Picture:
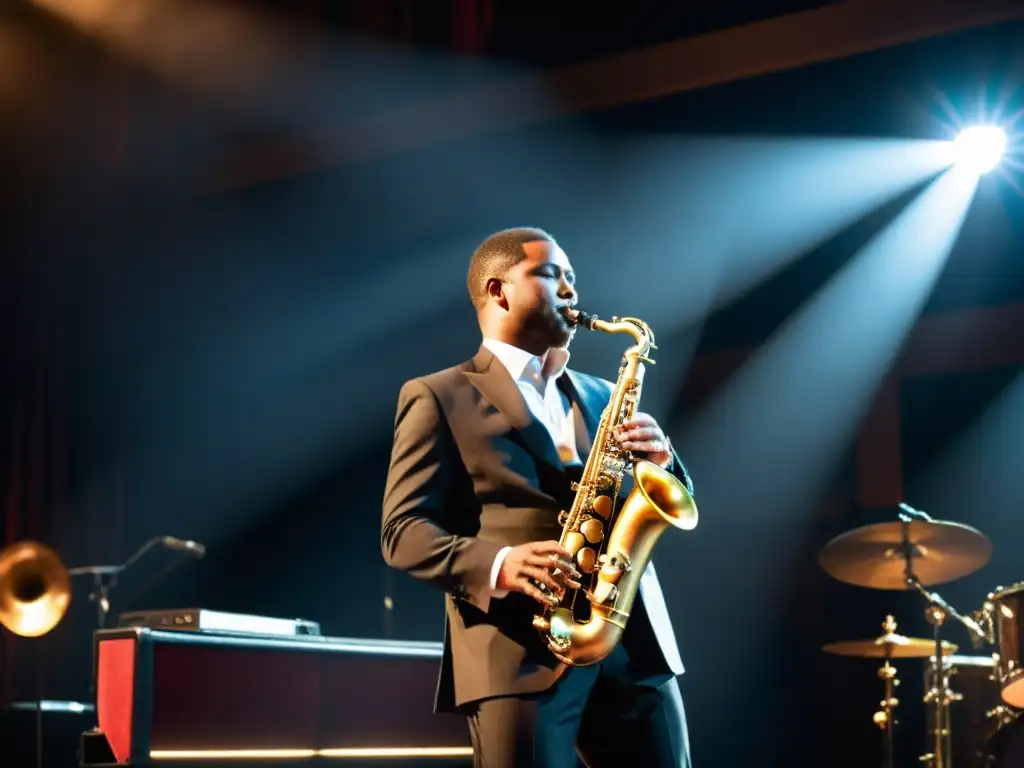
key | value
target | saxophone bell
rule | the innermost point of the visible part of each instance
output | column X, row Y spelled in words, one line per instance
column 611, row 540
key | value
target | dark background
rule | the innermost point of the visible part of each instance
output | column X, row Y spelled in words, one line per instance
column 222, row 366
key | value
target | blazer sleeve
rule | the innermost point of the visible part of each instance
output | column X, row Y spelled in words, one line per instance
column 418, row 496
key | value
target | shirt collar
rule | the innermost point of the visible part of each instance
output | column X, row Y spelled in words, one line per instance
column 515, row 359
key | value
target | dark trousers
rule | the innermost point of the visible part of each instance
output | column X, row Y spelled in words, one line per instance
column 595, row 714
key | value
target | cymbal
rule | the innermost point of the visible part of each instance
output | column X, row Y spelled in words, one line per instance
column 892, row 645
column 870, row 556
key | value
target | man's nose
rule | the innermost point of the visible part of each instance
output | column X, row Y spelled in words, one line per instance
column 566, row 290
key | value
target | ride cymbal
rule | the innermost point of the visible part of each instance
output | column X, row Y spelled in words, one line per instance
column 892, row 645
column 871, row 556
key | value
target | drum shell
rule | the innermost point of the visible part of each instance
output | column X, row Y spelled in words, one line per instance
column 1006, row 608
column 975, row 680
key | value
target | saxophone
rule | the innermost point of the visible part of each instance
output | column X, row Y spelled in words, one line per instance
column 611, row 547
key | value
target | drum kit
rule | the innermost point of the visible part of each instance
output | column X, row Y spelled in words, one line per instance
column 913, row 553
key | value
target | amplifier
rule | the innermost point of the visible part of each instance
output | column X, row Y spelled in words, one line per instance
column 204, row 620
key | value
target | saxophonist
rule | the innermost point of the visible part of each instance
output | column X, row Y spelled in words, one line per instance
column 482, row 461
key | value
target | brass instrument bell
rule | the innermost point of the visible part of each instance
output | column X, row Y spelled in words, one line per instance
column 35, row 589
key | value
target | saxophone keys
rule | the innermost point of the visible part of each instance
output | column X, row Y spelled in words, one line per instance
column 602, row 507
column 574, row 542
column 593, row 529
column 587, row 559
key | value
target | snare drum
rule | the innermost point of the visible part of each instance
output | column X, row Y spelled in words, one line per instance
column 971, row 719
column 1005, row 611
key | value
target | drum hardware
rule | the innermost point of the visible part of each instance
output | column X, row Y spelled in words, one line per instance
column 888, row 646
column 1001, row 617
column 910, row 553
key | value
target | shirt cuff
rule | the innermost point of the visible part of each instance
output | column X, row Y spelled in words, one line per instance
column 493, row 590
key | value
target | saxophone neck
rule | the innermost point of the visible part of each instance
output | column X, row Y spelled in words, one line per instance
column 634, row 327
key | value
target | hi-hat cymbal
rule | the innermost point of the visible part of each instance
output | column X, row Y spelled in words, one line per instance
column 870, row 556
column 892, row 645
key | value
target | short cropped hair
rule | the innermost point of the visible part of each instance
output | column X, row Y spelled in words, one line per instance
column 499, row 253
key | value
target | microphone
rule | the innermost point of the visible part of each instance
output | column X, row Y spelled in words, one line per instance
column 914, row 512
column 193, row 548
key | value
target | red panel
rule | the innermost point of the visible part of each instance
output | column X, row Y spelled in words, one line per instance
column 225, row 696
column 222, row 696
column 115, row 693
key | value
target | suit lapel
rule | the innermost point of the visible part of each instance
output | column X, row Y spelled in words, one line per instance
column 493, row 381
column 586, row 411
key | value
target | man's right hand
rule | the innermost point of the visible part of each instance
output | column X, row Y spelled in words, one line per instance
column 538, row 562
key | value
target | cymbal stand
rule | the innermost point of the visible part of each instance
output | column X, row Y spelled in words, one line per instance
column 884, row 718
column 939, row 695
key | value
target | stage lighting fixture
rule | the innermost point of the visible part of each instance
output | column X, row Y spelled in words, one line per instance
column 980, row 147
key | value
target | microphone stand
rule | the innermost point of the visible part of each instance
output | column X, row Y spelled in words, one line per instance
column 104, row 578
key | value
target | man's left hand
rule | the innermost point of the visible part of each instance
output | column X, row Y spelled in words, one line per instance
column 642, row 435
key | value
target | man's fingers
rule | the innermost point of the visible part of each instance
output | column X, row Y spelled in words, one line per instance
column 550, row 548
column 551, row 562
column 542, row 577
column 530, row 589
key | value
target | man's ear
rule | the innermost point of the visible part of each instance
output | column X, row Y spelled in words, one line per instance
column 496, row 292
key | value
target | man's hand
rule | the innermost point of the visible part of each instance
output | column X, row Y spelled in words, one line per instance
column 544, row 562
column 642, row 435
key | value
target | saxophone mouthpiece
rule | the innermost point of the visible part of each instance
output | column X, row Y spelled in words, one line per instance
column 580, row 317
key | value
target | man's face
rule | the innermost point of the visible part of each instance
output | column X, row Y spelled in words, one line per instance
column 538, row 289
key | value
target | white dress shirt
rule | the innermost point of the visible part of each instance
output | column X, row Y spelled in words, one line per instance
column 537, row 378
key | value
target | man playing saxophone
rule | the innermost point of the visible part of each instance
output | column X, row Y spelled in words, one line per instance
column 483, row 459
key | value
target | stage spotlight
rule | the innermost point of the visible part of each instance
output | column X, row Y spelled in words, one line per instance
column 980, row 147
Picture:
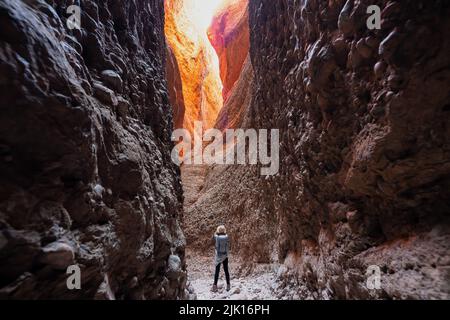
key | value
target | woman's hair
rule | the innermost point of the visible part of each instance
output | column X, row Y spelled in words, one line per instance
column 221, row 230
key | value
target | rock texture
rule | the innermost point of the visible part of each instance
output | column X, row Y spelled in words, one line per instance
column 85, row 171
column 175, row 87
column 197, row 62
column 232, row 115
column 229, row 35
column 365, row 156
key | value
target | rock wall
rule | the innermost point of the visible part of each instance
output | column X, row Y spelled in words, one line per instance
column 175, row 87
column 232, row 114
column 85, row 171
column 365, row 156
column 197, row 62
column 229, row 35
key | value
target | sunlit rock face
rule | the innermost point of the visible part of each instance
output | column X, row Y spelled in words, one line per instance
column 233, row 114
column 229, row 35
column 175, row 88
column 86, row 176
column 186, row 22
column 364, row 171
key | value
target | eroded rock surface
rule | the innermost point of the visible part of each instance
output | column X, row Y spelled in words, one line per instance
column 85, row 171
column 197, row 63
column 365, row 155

- Task requirements
Please reproduce, word for word, every line from the first line of the records above through the line containing "target | dark trousers", and leave out the pictures.

- Exercise output
Picture:
key | value
target | saxophone bell
rule | the innermost point of the visible part of each instance
output | column X, row Y spelled in words, one line per instance
column 611, row 540
key | value
target | dark background
rule | the innermost point of the visible part of each instance
output | column X, row Y spelled in words, one line per instance
column 222, row 366
key | value
target | blazer sleeve
rule | the innermost point of the visible part of each instance
output | column X, row Y spelled in words, one line per instance
column 418, row 496
key | value
target | shirt collar
rule | the innermost point of the visible part of each instance
output | column X, row Y spelled in words, one line per instance
column 515, row 359
key | value
target | dark trousers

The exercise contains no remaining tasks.